● **TRY IT**
Which of the lines below mention the word "window"? Pull each one out.

● **DATASET RECORDS**
▬▬▬
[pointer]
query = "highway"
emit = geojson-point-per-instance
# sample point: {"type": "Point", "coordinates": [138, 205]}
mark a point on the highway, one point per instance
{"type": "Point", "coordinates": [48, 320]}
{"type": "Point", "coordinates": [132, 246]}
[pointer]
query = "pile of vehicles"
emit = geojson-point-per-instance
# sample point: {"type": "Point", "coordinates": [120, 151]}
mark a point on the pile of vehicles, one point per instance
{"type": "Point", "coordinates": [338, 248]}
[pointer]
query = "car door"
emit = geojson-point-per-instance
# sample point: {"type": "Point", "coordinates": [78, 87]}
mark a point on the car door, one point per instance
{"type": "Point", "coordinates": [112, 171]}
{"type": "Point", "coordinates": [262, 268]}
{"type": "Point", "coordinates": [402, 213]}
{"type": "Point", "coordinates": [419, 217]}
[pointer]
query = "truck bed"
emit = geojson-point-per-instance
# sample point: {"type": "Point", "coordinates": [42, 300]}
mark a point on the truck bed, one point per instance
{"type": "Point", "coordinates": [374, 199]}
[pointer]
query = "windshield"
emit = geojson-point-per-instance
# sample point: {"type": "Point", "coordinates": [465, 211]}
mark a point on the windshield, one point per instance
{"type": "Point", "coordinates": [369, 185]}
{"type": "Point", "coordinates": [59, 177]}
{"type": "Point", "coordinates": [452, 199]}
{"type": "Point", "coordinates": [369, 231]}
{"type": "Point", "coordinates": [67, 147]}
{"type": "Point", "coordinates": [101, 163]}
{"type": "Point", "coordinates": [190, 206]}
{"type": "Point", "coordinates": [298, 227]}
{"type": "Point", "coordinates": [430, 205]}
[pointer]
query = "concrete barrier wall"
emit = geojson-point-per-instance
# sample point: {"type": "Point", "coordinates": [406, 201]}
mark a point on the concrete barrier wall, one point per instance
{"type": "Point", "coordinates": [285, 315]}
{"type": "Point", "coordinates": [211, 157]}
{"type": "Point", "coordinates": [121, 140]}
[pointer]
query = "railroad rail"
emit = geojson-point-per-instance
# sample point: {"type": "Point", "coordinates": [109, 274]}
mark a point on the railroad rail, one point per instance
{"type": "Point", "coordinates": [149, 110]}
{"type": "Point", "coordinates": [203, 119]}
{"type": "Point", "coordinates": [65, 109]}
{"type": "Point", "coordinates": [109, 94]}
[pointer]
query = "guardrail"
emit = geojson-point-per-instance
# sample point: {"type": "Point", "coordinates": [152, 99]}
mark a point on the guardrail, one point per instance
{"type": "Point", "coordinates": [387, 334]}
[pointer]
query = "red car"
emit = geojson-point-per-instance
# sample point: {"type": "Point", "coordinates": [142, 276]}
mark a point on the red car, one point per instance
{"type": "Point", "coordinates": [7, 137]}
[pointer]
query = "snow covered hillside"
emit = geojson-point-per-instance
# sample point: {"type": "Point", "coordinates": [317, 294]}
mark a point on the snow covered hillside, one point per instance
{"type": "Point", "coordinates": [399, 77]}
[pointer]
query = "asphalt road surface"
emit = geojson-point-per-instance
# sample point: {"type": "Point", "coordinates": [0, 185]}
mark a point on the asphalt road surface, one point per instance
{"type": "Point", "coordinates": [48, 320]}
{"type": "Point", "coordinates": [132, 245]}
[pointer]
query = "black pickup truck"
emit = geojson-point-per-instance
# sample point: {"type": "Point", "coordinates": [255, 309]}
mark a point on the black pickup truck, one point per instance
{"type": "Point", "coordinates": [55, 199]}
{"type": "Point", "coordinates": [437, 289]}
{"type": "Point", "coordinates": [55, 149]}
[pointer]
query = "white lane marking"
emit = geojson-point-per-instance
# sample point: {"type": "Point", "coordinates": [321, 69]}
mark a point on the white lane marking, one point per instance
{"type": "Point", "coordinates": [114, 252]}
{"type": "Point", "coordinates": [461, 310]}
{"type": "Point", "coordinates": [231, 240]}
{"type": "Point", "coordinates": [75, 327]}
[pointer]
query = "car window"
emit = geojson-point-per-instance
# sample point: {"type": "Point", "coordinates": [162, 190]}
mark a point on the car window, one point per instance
▬▬▬
● **COMPLETED EXERCISE**
query = "car window"
mark a point on the car window, one point per instance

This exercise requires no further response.